### [What you will do]
Leave out the pictures and repeat the data exactly.

[Begin Data excerpts]

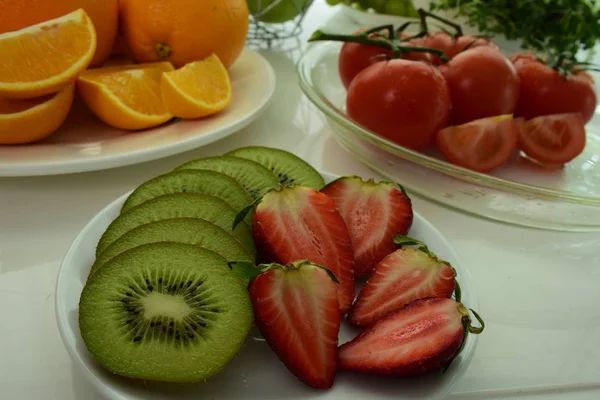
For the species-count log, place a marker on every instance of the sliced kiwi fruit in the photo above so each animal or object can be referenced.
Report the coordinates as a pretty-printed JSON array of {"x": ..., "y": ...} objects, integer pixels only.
[
  {"x": 168, "y": 312},
  {"x": 191, "y": 181},
  {"x": 256, "y": 179},
  {"x": 289, "y": 168},
  {"x": 195, "y": 231},
  {"x": 191, "y": 205}
]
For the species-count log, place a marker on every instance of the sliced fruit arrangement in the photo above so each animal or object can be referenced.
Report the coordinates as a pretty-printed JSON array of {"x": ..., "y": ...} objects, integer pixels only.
[
  {"x": 46, "y": 46},
  {"x": 29, "y": 120},
  {"x": 297, "y": 312},
  {"x": 289, "y": 168},
  {"x": 198, "y": 89},
  {"x": 422, "y": 337},
  {"x": 43, "y": 59},
  {"x": 374, "y": 213},
  {"x": 406, "y": 275},
  {"x": 298, "y": 222},
  {"x": 165, "y": 312},
  {"x": 182, "y": 272},
  {"x": 459, "y": 92}
]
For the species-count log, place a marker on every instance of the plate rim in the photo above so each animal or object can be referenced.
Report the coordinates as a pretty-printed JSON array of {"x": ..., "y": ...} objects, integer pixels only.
[
  {"x": 110, "y": 392},
  {"x": 139, "y": 156}
]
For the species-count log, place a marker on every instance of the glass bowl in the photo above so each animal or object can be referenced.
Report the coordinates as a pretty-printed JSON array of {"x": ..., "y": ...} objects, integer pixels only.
[{"x": 521, "y": 192}]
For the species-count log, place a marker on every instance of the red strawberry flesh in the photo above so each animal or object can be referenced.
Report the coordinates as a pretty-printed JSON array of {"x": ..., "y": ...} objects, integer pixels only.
[
  {"x": 297, "y": 312},
  {"x": 419, "y": 338},
  {"x": 406, "y": 275},
  {"x": 374, "y": 213},
  {"x": 300, "y": 223}
]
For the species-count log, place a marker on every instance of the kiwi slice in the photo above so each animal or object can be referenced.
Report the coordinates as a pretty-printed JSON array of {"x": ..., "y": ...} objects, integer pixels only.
[
  {"x": 255, "y": 178},
  {"x": 167, "y": 312},
  {"x": 191, "y": 205},
  {"x": 289, "y": 168},
  {"x": 181, "y": 230},
  {"x": 191, "y": 181}
]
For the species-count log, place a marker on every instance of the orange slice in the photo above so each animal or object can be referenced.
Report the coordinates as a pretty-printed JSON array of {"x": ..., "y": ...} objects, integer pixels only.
[
  {"x": 126, "y": 96},
  {"x": 29, "y": 120},
  {"x": 44, "y": 58},
  {"x": 198, "y": 89}
]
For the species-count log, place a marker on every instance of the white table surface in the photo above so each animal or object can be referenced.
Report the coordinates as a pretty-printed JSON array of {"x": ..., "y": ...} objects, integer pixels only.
[{"x": 538, "y": 291}]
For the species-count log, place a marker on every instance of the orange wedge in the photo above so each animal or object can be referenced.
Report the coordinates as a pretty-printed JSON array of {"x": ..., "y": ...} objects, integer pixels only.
[
  {"x": 44, "y": 58},
  {"x": 126, "y": 96},
  {"x": 29, "y": 120},
  {"x": 198, "y": 89}
]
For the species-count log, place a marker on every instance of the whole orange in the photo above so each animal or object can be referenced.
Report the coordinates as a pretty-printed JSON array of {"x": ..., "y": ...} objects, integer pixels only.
[
  {"x": 182, "y": 31},
  {"x": 18, "y": 14}
]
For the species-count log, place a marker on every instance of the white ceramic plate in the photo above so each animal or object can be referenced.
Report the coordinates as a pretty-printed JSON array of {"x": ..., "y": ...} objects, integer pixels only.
[
  {"x": 256, "y": 373},
  {"x": 84, "y": 143}
]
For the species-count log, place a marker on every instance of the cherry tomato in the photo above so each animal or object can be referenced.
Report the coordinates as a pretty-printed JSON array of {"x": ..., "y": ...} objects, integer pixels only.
[
  {"x": 482, "y": 145},
  {"x": 545, "y": 91},
  {"x": 483, "y": 83},
  {"x": 405, "y": 101},
  {"x": 553, "y": 139},
  {"x": 354, "y": 57}
]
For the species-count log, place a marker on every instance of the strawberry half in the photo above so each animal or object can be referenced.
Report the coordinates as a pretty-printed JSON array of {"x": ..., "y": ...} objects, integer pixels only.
[
  {"x": 422, "y": 337},
  {"x": 296, "y": 310},
  {"x": 374, "y": 212},
  {"x": 406, "y": 275},
  {"x": 301, "y": 223}
]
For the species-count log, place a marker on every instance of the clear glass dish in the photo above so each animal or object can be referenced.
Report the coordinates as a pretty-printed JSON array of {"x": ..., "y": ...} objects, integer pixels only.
[{"x": 520, "y": 192}]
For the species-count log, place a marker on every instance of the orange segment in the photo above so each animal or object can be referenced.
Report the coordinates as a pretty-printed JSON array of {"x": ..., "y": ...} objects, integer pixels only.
[
  {"x": 30, "y": 120},
  {"x": 199, "y": 89},
  {"x": 127, "y": 96},
  {"x": 44, "y": 58}
]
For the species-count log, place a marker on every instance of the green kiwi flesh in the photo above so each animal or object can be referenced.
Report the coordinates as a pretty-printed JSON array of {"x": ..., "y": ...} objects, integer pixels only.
[
  {"x": 166, "y": 312},
  {"x": 289, "y": 168},
  {"x": 191, "y": 181},
  {"x": 191, "y": 205},
  {"x": 255, "y": 178},
  {"x": 194, "y": 231}
]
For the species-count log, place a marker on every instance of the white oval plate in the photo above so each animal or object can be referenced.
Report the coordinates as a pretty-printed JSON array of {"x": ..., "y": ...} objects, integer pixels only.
[
  {"x": 256, "y": 372},
  {"x": 84, "y": 143}
]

[End Data excerpts]

### [Task answer]
For the species-count log, place a marker on every instance of the sliced kiwi fruit in the photo above so each animal or object can be referenced.
Report the coordinates as a pretty-printed JSON array of {"x": ..., "y": ...} objects, integer pixels only.
[
  {"x": 168, "y": 312},
  {"x": 191, "y": 181},
  {"x": 256, "y": 179},
  {"x": 289, "y": 168},
  {"x": 195, "y": 231},
  {"x": 191, "y": 205}
]
For the species-count log, place a marker on every instance of the sliced fruit arrangement in the photo above so each animal or object can be referenced.
Report the coordinates as a pretty-printed JSON array of {"x": ..., "y": ...} objects, integer pixels only.
[
  {"x": 46, "y": 46},
  {"x": 29, "y": 120},
  {"x": 297, "y": 312},
  {"x": 289, "y": 168},
  {"x": 198, "y": 89},
  {"x": 422, "y": 337},
  {"x": 43, "y": 59},
  {"x": 374, "y": 213},
  {"x": 406, "y": 275},
  {"x": 298, "y": 222},
  {"x": 165, "y": 312},
  {"x": 182, "y": 272},
  {"x": 459, "y": 92}
]
For the species-count log, place a marker on every instance of the plate rim in the photo above so each animal or object can be referenced.
Report the coordinates as a pretty-printed JSON array of {"x": ..., "y": ...} objects, integer pixels only.
[
  {"x": 110, "y": 392},
  {"x": 139, "y": 156}
]
For the species-count log, place a marker on every instance of the glass bowl in the photo above so each animal or object can be referenced.
Report the coordinates as a pretty-printed JSON array of {"x": ..., "y": ...} objects, integer pixels only.
[{"x": 521, "y": 192}]
For the species-count log, place a marker on every instance of the red strawberry flesh in the photo above so each animal or object can be referenced.
Report the coordinates as a pretty-printed JSON array of {"x": ..., "y": ...} objects, integer pixels only.
[
  {"x": 297, "y": 312},
  {"x": 419, "y": 338},
  {"x": 406, "y": 275},
  {"x": 374, "y": 213},
  {"x": 300, "y": 223}
]
For the species-count log, place a marker on every instance of the kiwi slice in the photo above so each animal or object can be referenced.
Report the coordinates as a pretty-printed JSON array of {"x": ..., "y": ...} objects, integer pixels only.
[
  {"x": 255, "y": 178},
  {"x": 167, "y": 312},
  {"x": 191, "y": 205},
  {"x": 289, "y": 168},
  {"x": 181, "y": 230},
  {"x": 191, "y": 181}
]
For the species-count log, place a marker on every instance of the orange slice in the photo above so each animal or object can be referenced.
Report the coordinates as a pretty-printed JSON array of {"x": ..., "y": ...} objects, integer pixels only.
[
  {"x": 126, "y": 96},
  {"x": 29, "y": 120},
  {"x": 44, "y": 58},
  {"x": 198, "y": 89}
]
For the species-count log, place a marker on every instance of the white table surface in the photo above so each animal or object can be referenced.
Report the coordinates as a pretty-printed JSON array of {"x": ..., "y": ...} objects, integer pixels only.
[{"x": 538, "y": 291}]
For the species-count log, place a marker on every instance of the orange wedge in the photo above so each animal or object can be referenced.
Report the coordinates as a pretty-printed JSON array of {"x": ..., "y": ...} objects, integer pixels only.
[
  {"x": 44, "y": 58},
  {"x": 126, "y": 96},
  {"x": 29, "y": 120},
  {"x": 198, "y": 89}
]
For the species-count log, place a marker on every instance of the whole orange in the photo above so each animal or object can be referenced.
Report the coordinates as a pretty-printed JSON array of {"x": ..., "y": ...} objects, integer pixels only.
[
  {"x": 182, "y": 31},
  {"x": 18, "y": 14}
]
For the species-count log, place a marker on every instance of the white ceramic plate in the photo above so each animal or object can be referenced.
Report the coordinates as a pretty-printed JSON array of {"x": ..., "y": ...} objects, integer pixels only.
[
  {"x": 256, "y": 373},
  {"x": 84, "y": 143}
]
For the species-count log, place a marker on every instance of the cherry tomato in the photo above so each animal or object can be referenced.
Report the coordinates as a pretty-printed JSON array of {"x": ..., "y": ...} objects, integer pixels only.
[
  {"x": 482, "y": 145},
  {"x": 545, "y": 91},
  {"x": 483, "y": 83},
  {"x": 405, "y": 101},
  {"x": 553, "y": 139},
  {"x": 354, "y": 57}
]
For the species-count log, place a marker on every instance of the strawberry half in the photo above so each animal or object can be referenced.
Report the coordinates as a pretty-printed JSON array of {"x": ..., "y": ...} objects, integer pixels only.
[
  {"x": 422, "y": 337},
  {"x": 296, "y": 310},
  {"x": 374, "y": 212},
  {"x": 406, "y": 275},
  {"x": 301, "y": 223}
]
For the species-count log, place a marker on every instance of the clear glass dish in the photo above so each animal or object can be referenced.
Report the coordinates as a pretty-printed JSON array of {"x": ..., "y": ...} objects, integer pixels only.
[{"x": 520, "y": 192}]
For the species-count log, place a marker on every instance of the orange segment in the photo above so each animal or object can be referenced.
Report the coordinates as a pretty-printed JSON array of {"x": ..., "y": ...} objects, integer pixels only.
[
  {"x": 30, "y": 120},
  {"x": 199, "y": 89},
  {"x": 127, "y": 96},
  {"x": 44, "y": 58}
]
For the species-count log, place a marker on every instance of the green kiwi flesh in the photo above so each animal or object can be referenced.
Report the coordinates as a pretty-printed JSON array of {"x": ..., "y": ...} objects, integer pixels only.
[
  {"x": 166, "y": 312},
  {"x": 289, "y": 168},
  {"x": 191, "y": 181},
  {"x": 191, "y": 205},
  {"x": 255, "y": 178},
  {"x": 194, "y": 231}
]
For the species-count log, place a marker on every instance of the white oval plate in the photo above so each animal or object can be referenced.
Report the coordinates as a pretty-printed JSON array of {"x": ..., "y": ...} objects, integer pixels only.
[
  {"x": 256, "y": 372},
  {"x": 84, "y": 143}
]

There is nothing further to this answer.